=== REQUIREMENTS ===
Copy each entry as it stands, leaving nothing out.

=== SUPPLIED RECORDS ===
——
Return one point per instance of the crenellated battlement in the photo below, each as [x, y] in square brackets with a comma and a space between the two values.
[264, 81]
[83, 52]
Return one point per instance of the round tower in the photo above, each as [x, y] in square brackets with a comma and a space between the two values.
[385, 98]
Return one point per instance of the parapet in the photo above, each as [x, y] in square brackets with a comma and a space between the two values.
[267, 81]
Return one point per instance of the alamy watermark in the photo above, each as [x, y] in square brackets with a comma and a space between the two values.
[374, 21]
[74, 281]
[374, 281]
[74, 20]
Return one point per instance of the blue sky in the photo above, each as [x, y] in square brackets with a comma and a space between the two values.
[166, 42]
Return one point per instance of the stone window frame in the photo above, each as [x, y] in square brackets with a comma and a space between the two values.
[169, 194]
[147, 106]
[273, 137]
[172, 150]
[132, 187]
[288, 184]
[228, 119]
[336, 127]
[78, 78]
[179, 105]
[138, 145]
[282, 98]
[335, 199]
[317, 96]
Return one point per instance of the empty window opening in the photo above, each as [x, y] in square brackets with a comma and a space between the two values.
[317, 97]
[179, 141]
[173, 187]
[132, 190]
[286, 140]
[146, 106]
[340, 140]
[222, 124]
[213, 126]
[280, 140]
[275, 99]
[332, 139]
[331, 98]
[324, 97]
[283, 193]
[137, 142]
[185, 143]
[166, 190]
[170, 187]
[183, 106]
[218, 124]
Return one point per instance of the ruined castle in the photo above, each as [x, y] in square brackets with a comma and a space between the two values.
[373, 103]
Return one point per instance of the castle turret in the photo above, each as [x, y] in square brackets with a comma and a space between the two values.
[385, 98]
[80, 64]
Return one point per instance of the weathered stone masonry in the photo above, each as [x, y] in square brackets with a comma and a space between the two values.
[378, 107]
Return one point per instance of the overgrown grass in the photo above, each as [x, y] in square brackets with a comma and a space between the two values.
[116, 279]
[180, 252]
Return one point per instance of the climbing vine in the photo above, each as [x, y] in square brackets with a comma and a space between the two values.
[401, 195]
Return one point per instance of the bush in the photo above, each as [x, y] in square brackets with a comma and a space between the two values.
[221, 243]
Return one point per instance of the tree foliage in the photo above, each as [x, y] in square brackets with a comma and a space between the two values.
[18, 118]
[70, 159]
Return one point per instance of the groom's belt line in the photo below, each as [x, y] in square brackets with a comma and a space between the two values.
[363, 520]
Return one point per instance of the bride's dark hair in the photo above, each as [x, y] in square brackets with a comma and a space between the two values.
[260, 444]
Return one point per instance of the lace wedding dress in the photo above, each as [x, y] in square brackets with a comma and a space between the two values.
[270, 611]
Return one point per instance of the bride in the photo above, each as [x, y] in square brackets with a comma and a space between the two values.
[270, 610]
——
=== ANSWER TO THIS EXERCISE ===
Return one point per instance of the crenellated battlement in the photo below, each as [x, y] in square brackets with a comma and a space between the two values.
[264, 81]
[83, 52]
Return one point per instance of the round tower in the photo above, each as [x, y] in square brackets with a comma and a space between the two values.
[385, 98]
Return one point per instance of the parapet in the photo above, each as [x, y] in square brackets with a comma and a space between the two values.
[267, 81]
Return one point per instance of the alamy watermark in the photo above, each as [x, y] in square brackets with a comma and a space between the two values.
[374, 21]
[74, 281]
[374, 281]
[74, 20]
Return one point per instance of the blue sky in the photo above, each as [x, y] in square brackets with a comma and a space between the two values.
[166, 42]
Return one point per instance of the stone window frame in the photo above, each as [x, y] in square brackets with a comma and a space between the two values.
[169, 194]
[147, 106]
[273, 137]
[172, 150]
[132, 187]
[288, 184]
[228, 119]
[336, 127]
[78, 78]
[179, 105]
[138, 145]
[282, 98]
[335, 199]
[317, 96]
Return one point per instance of the empty window opening in the photo above, each as [x, y] in square brackets with a comma and a space between the two values.
[317, 97]
[179, 141]
[173, 187]
[132, 190]
[286, 140]
[146, 106]
[340, 140]
[222, 124]
[213, 126]
[280, 140]
[275, 99]
[332, 139]
[331, 98]
[324, 97]
[283, 193]
[137, 142]
[185, 143]
[166, 190]
[170, 187]
[183, 106]
[218, 124]
Return one point per instance of the ruined castle in the photo above, each as [x, y] in square brackets with a comma and a space between the two values.
[373, 103]
Return one point per instance of the castle turret in the photo above, each as [x, y] in square brackets with a comma and a space between the two values.
[385, 98]
[80, 64]
Return one point per instance of the weathered stone masonry in the photo above, each as [x, y] in square brackets with a comma and a space between the two values.
[378, 107]
Return one point per instance of the overgrown grass in the photo above, each as [x, y] in square brackets with a comma and a space between the two values.
[116, 279]
[180, 252]
Return one point per instance of the climbing vine in the photo above, each as [x, y] in square brackets with a comma and a space between the two values.
[401, 195]
Return one point per instance of the bush in the photo above, each as [x, y] in square brackets with a comma and a space between the two values.
[221, 243]
Return one point per instance of the tree foliage in the photo above, each as [x, y] in square brackets with a comma and a space between the two values.
[18, 118]
[70, 159]
Return one point per instance of the groom's belt line in the photo below, each as [x, y] in square brackets with a comma and a space between the two values.
[363, 520]
Return one point per instance of the bride's dark hair in the photo above, each as [x, y] in square brackets with a comma and a space between the two values.
[260, 444]
Return one point per instance of the lace wedding dress in the photo above, each as [x, y] in square brackets with a comma and a space between the two values.
[270, 611]
Return one point per instance of the bride in the photo above, each as [x, y] in square brackets with a comma and a space between the two values.
[270, 610]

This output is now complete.